**BRIEF**
Please set down each record exactly as it appears, but leave out any pictures.

#### SUPPLIED DATA

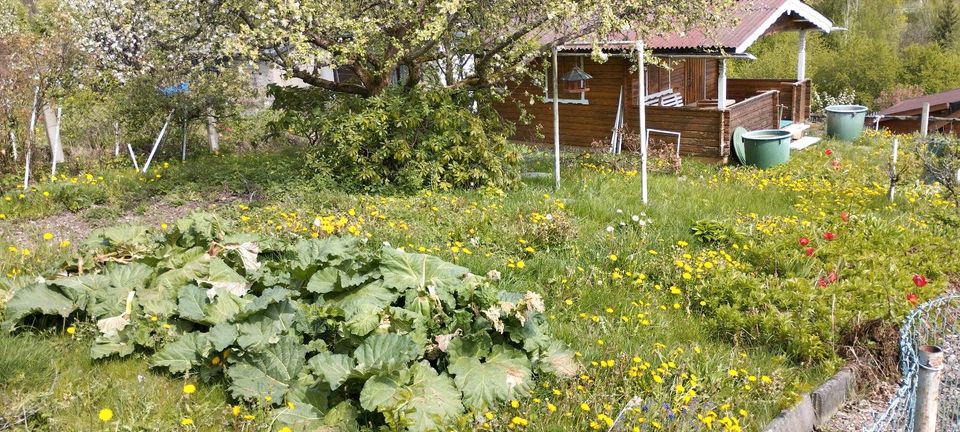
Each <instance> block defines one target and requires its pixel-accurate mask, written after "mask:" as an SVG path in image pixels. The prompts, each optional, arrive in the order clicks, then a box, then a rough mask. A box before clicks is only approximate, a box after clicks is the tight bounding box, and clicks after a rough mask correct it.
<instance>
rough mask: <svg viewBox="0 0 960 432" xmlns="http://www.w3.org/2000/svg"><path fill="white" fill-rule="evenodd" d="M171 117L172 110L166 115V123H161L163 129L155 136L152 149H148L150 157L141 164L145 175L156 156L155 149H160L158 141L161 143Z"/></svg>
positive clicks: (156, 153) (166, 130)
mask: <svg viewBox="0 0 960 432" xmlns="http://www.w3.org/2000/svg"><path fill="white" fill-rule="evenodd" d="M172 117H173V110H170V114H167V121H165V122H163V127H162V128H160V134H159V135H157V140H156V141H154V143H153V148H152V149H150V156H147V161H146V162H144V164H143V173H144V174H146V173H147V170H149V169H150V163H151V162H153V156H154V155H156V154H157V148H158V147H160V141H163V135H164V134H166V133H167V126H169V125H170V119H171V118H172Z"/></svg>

########

**FINISHED TASK**
Each <instance> block defines one target and requires its pixel-accurate mask, written after "mask:" as an SVG path in image pixels. The prompts, each optional, arrive in the order clicks, then a box, then a rough mask. A box before clicks is only approximate, a box after clicks is the tight bounding box, and clicks after a rough mask correct it.
<instance>
rough mask: <svg viewBox="0 0 960 432" xmlns="http://www.w3.org/2000/svg"><path fill="white" fill-rule="evenodd" d="M171 117L172 110L166 115V123H161L163 129L155 136L152 149H148L150 157L141 164L145 175L156 156L155 149H160L158 141L161 143Z"/></svg>
positive clicks: (156, 153) (166, 130)
mask: <svg viewBox="0 0 960 432" xmlns="http://www.w3.org/2000/svg"><path fill="white" fill-rule="evenodd" d="M172 117H173V110H170V114H167V121H165V122H163V127H162V128H160V134H159V135H157V140H156V141H154V143H153V148H152V149H150V156H147V161H146V162H144V164H143V173H144V174H146V173H147V170H149V169H150V163H151V162H153V156H154V155H156V154H157V148H158V147H160V141H163V135H164V134H166V133H167V126H169V125H170V119H171V118H172Z"/></svg>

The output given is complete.